Source passage:
-=-=-=-=-

For the complete structure of all other chapters, see our guide on how to write a dissertation chapter by chapter. To understand the full thesis structure, see our thesis structure guide. For the end of your dissertation, see our guide on thesis conclusion examples.
Tesify helps you structure your introduction using the funnel model, suggests appropriate hooks based on your topic, and generates first-draft paragraphs you can refine into your own voice. Try Tesify free.
Frequently Asked Questions
How long should a thesis introduction be?
A thesis introduction should be approximately 8–10% of your total word count. For a 10,000-word undergraduate dissertation, this means 800–1,000 words. For a 15,000-word master’s dissertation, aim for 1,200–1,500 words. Doctoral theses may have introductions of 5,000–8,000 words, particularly in humanities disciplines where the introduction must establish extensive theoretical groundings.
What is the difference between a thesis introduction and a literature review?

-=-=-=-=-

Material shown:
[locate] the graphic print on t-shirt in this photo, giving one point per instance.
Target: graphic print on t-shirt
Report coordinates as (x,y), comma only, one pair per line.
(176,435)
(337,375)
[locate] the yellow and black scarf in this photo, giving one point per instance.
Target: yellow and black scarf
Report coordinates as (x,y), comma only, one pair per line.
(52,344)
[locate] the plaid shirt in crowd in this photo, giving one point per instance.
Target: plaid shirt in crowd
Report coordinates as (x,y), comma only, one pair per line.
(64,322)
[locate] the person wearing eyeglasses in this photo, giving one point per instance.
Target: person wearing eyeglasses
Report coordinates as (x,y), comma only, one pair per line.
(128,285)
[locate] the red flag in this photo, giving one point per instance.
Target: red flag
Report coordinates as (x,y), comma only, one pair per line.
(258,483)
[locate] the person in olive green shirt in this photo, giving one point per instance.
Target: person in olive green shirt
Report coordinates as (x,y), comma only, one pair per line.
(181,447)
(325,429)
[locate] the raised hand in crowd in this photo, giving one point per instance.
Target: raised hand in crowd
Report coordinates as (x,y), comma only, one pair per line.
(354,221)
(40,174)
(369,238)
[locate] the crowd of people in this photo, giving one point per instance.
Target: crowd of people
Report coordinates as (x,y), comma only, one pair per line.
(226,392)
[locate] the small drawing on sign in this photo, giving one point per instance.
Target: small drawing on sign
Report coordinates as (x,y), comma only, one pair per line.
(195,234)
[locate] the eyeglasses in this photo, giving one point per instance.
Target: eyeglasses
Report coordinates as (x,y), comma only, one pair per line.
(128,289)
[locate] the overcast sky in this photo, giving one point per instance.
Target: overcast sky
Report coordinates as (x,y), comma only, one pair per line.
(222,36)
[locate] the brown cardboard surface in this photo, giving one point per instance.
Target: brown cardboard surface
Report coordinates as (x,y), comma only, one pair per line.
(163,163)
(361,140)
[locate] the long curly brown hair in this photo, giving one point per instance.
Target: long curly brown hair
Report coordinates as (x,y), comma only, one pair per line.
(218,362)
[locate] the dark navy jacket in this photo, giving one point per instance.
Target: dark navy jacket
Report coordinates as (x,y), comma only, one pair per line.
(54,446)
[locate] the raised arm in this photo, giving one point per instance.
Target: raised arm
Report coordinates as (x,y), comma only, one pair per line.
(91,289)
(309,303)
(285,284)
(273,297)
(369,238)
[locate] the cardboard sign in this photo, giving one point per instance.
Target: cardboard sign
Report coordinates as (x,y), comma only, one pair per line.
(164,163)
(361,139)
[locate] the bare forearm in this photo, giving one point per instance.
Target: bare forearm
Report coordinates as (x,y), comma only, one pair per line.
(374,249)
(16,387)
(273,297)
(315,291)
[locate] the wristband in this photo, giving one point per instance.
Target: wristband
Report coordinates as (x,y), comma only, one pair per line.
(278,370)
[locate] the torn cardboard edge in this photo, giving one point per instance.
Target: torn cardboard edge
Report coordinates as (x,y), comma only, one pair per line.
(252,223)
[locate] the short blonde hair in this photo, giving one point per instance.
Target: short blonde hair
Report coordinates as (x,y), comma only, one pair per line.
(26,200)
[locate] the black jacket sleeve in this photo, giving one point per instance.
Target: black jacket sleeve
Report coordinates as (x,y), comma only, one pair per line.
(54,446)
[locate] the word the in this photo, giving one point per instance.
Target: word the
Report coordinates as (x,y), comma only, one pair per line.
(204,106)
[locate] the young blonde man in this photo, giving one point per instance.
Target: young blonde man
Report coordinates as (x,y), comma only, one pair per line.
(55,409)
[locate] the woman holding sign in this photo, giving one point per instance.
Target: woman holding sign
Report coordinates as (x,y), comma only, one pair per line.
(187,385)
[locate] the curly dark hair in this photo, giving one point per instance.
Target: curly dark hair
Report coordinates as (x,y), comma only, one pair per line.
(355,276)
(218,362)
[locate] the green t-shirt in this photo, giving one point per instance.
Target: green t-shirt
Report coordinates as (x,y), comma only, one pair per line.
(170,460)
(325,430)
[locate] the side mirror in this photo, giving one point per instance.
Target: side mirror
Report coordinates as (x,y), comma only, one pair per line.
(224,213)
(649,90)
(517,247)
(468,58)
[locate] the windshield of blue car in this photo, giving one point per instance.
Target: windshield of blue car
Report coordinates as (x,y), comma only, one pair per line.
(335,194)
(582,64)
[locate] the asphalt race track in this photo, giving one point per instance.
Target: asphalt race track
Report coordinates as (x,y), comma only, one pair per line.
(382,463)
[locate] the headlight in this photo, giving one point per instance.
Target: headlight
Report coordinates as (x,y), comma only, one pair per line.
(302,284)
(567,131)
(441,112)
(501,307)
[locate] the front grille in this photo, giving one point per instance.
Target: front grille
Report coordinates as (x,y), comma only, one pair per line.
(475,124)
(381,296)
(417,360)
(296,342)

-=-=-=-=-

Work instruction: Decide whether each of these statements agrees with the passage on thesis introductions, giving yes or no and quoting the deciding words of the passage: 1. A 10,000-word undergraduate dissertation calls for an introduction of 800–1,000 words. 2. A 15,000-word master's dissertation should have an introduction of about 2,000 words. 3. Tesify produces first-draft paragraphs that can be reworked into your own voice.

Final answer:
1. Yes: "For a 10,000-word undergraduate dissertation, this means 800–1,000 words."
2. No: "For a 15,000-word master’s dissertation, aim for 1,200–1,500 words."
3. Yes: "generates first-draft paragraphs you can refine into your own voice."